(Excerpted data):
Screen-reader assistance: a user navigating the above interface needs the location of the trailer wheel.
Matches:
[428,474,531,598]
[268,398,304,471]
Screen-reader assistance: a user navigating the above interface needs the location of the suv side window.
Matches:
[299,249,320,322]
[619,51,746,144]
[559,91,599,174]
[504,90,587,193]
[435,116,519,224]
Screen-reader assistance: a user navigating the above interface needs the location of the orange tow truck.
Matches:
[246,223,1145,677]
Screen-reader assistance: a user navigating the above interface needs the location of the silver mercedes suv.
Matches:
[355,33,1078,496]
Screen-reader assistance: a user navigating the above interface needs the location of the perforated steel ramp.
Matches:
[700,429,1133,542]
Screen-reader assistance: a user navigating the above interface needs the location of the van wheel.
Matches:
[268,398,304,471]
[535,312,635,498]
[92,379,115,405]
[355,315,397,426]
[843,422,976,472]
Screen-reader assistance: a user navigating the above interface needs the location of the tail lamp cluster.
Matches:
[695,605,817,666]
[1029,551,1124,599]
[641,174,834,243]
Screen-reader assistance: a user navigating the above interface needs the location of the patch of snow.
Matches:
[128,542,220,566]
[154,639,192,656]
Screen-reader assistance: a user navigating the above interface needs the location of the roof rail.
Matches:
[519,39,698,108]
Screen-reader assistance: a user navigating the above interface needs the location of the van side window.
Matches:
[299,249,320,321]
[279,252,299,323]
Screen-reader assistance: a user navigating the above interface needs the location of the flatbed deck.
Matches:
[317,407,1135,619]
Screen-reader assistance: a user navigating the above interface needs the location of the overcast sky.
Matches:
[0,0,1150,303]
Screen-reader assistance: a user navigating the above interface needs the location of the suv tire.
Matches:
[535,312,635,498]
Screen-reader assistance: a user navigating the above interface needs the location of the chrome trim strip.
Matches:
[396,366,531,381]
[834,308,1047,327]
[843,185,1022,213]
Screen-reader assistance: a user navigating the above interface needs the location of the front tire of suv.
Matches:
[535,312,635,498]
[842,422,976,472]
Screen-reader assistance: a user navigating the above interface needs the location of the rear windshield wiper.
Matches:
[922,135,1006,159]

(Task details):
Beginning at the line that has "tire of suv." and stopping at the end of the records, write out those lines again with every coordinate in the answers shifted up by 31.

(Written answer):
Screen-reader assistance: a user navigating the above interface needs the location of the front tire of suv.
Matches:
[566,343,666,529]
[873,453,1007,503]
Screen-reader assistance: a user navigating the above interface needs the location of the rear windshield wiper.
Matches:
[953,166,1037,190]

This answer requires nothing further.